Make an exact copy of the records, with the pictures left out.

◇ ◇ ◇

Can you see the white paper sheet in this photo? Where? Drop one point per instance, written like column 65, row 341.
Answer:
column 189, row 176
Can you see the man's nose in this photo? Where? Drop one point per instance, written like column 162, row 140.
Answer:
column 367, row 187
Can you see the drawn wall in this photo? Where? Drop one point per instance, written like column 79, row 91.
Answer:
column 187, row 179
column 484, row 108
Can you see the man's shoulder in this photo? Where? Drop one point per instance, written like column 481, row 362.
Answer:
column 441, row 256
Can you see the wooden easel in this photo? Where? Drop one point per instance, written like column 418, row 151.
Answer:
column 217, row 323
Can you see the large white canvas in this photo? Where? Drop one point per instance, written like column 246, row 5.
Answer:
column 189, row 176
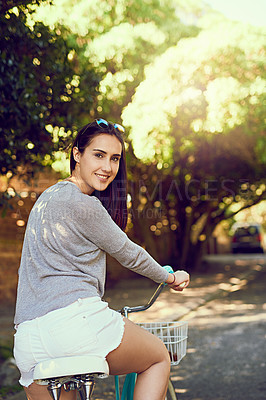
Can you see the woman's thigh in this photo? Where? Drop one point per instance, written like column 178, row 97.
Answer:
column 138, row 351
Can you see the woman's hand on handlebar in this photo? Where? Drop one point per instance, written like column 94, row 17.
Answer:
column 178, row 280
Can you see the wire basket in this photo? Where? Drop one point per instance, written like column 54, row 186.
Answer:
column 174, row 336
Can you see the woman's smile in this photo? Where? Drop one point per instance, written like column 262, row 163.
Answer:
column 98, row 165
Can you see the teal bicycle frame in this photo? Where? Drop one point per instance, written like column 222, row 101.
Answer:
column 130, row 379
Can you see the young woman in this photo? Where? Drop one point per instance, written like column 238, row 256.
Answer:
column 59, row 310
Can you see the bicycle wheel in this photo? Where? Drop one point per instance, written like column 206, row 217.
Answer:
column 171, row 395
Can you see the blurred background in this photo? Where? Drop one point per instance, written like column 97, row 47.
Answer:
column 185, row 78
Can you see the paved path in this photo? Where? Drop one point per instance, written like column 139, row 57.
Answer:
column 208, row 299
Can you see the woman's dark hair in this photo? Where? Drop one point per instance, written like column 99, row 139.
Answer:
column 114, row 197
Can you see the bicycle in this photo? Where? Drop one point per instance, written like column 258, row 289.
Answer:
column 79, row 372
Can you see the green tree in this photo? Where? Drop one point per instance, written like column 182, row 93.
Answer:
column 120, row 38
column 197, row 124
column 43, row 90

◇ ◇ ◇

-- SOLUTION TO THIS TASK --
Can you see the white paper sheet in this photo? Where? Drop one point per instance, written like column 65, row 341.
Answer:
column 189, row 176
Can you see the man's nose in this photo? Where? Drop one point per instance, written like column 162, row 140.
Answer:
column 367, row 187
Can you see the drawn wall in this photo? Where? Drop one point per instance, written like column 79, row 91.
Answer:
column 187, row 179
column 484, row 108
Can you see the man's shoulder in this photo? Where? Drop one point per instance, written like column 481, row 362.
Answer:
column 441, row 256
Can you see the wooden easel in this photo? Where? Drop one point per instance, written like column 418, row 151.
Answer:
column 217, row 323
Can you see the large white canvas in this photo? Where? Drop one point per instance, written like column 246, row 5.
Answer:
column 189, row 176
Can you see the woman's thigh in this photo? Where? Drop one point per instance, written like column 178, row 97.
Answer:
column 138, row 351
Can you see the woman's hand on handlebar in this photo? Where? Drop one point per instance, written like column 94, row 17.
Answer:
column 178, row 280
Can you see the wire basket in this photo? Where? Drop one point per instance, written like column 54, row 186.
Answer:
column 174, row 336
Can you see the woman's smile in this photo? Where? Drop one point per instance, written like column 262, row 163.
Answer:
column 98, row 165
Can you see the teal bicycle frame in this photo? Where? Drop one point per instance, written like column 222, row 101.
Answer:
column 130, row 379
Can you see the young woman in this photo? Where? Drop one point per instance, written like column 238, row 256.
Answer:
column 59, row 310
Can you see the bicycle wheel in this photo? Where? Drop one point per instance, written like column 206, row 217.
Answer:
column 171, row 395
Can you see the blurred background in this photo? Where? Drop one point per instance, written like column 97, row 47.
Answer:
column 185, row 78
Can you see the paved path in this photo? Where? Drop one point per instance, written like column 139, row 57.
Answer:
column 208, row 299
Can you see the woman's dark hair in this photo? Where? Drop one point per instance, written like column 99, row 139.
Answer:
column 114, row 197
Can you see the bicycle in this photo? Where? Drop one point per instance, written like column 258, row 289.
Answer:
column 79, row 372
Can you see the green tree in this photo? Where? Drop one point per instance, written like column 182, row 93.
Answer:
column 120, row 38
column 197, row 124
column 43, row 90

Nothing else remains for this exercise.